• _Passage shown_:
********************

Archive for July, 2006

A decade after the 1997 Asian Crisis erupted, most housing markets in Asia are well on their way to recovery.

Boosted by strong economic growth and strong local and international demand, residential real estate prices in the Philippines, Singapore and South Korea rose by more than 10% in nominal terms y-o-y to Q1 2007.

In Hong Kong, after registering price falls in early 2006, the over-all residential price index is back in positive territory. The index rose 5.2% y-o-y to March 2007. However this is significantly lower than the annual price increases to the first quarter of 2005 and 2004, at 21% and 28%, respectively.

No bubble this time

Although property prices in most Asian countries are still below their peak levels, rapid price appreciation has taken place over the past five years, leading to renewed fears that a speculative property bubble is forming in several Asian countries.

The fear is not unfounded; one has only to recall Asia’s spectacular and disastrous property bubbles of the 1990s.

However, the recent price increases are actually recoveries from the previous slump caused by the Asian crisis and other phenomena.

As of Q1 2007, property prices in most Asian countries are in fact still below their peak levels in real terms.

********************

• _Supplied information_:
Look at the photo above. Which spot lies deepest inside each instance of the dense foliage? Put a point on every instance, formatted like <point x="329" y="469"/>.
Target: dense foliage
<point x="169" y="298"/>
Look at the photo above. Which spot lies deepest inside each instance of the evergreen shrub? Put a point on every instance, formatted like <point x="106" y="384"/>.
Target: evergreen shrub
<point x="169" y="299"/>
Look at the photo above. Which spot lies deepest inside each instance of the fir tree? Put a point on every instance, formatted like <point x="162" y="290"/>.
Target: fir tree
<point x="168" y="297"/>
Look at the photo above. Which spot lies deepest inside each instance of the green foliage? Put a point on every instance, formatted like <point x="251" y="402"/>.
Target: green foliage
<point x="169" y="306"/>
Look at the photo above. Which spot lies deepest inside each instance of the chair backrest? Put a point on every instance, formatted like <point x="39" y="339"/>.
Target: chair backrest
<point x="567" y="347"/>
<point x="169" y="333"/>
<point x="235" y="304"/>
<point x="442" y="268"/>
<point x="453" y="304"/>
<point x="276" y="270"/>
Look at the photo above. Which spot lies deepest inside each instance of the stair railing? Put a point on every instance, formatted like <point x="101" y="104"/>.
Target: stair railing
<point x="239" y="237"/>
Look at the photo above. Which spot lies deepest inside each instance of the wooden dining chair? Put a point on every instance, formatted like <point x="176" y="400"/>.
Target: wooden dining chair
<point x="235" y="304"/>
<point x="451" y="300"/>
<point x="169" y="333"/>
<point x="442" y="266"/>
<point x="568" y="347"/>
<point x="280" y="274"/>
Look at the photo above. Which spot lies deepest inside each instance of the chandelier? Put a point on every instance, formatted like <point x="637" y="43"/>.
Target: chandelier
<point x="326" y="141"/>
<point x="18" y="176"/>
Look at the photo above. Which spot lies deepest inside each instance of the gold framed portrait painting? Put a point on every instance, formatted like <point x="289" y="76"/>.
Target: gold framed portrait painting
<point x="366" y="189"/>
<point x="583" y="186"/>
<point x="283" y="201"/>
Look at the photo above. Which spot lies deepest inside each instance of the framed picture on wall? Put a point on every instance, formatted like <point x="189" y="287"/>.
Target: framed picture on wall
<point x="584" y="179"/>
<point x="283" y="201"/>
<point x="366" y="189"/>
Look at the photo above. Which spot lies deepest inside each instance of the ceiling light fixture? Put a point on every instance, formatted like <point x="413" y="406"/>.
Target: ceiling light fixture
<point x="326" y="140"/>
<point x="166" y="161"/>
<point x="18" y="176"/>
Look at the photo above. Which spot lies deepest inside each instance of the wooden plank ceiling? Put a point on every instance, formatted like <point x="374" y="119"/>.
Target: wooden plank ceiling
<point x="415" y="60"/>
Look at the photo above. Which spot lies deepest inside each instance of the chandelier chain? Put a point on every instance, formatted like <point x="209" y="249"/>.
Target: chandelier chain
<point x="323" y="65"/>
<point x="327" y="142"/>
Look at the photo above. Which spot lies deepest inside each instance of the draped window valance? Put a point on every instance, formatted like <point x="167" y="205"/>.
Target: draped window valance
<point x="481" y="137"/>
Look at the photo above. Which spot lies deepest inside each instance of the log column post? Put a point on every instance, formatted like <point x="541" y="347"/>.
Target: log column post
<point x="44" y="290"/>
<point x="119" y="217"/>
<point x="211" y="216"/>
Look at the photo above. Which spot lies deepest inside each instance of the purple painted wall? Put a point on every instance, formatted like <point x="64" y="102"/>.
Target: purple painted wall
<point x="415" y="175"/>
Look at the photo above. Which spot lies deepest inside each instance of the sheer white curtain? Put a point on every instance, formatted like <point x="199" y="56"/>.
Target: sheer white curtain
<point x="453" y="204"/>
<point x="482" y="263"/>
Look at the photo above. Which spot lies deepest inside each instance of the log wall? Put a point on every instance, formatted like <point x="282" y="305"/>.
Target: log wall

********************

• _Written task 1_: In the passage on Asian housing markets, by how much did Hong Kong's overall residential price index rise year on year to March 2007?
• _Written task 2_: Extend the passage on Asian housing markets, picking up right after its final sentence.

• _Answer 1_: It rose 5.2%.

• _Answer 2_:
Strong housing demand

Current economic and monetary conditions suggest continued strong demand for housing. All economies affected by the Asian Crisis grew by 5% or more in 2006. GDP growth from 2002 to 2006 has been markedly stronger than during the crisis period – 1997 to 2001, although slower compared to the tail-end of the “Asian Economic Miracle”.

As a result of financial and monetary reforms implemented after the crisis, banks and other financial institutions are in much better shape now. Asia’s mortgage market is set for a boom. This is despite the fact that mortgage lenders are more cautious of over-exposing themselves to particular sectors (some pundits worry that banks are actually being too cautious).

Despite recent interest hikes, in line with global interest rates, base interest rates for mortgage lending are generally lower now than before the crisis.

Socio-economic conditions also point to continued strong demand for residential properties. Strong urbanization and population growth has led to high population densities in several Asian cities.

In view of the relatively restrained dwelling price rises, strong economic growth and banking sector caution and healthy yields to be enjoyed on properties in Asia, talk of another bubble seems far-fetched.

Other problems

A more pressing concern for Asian economies is the continuation of reforms to improve real estate efficiency and transparency. Transaction costs remain high and the property registration is still cumbersome in several countries.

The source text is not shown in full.